§ **GIVEN DATA**
----

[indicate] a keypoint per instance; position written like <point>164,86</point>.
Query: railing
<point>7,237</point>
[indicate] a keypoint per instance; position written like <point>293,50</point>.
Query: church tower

----

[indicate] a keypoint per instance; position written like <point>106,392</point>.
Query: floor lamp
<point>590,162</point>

----

§ **THE TASK**
Echo the material that opens with the line containing "written like <point>164,86</point>." and closes with the line containing "Query: church tower", with both of those lines included, character for character.

§ **SOLVED PROBLEM**
[indicate] a keypoint per instance; position written like <point>164,86</point>.
Query: railing
<point>7,237</point>
[indicate] a keypoint per instance; position written like <point>293,50</point>.
Query: church tower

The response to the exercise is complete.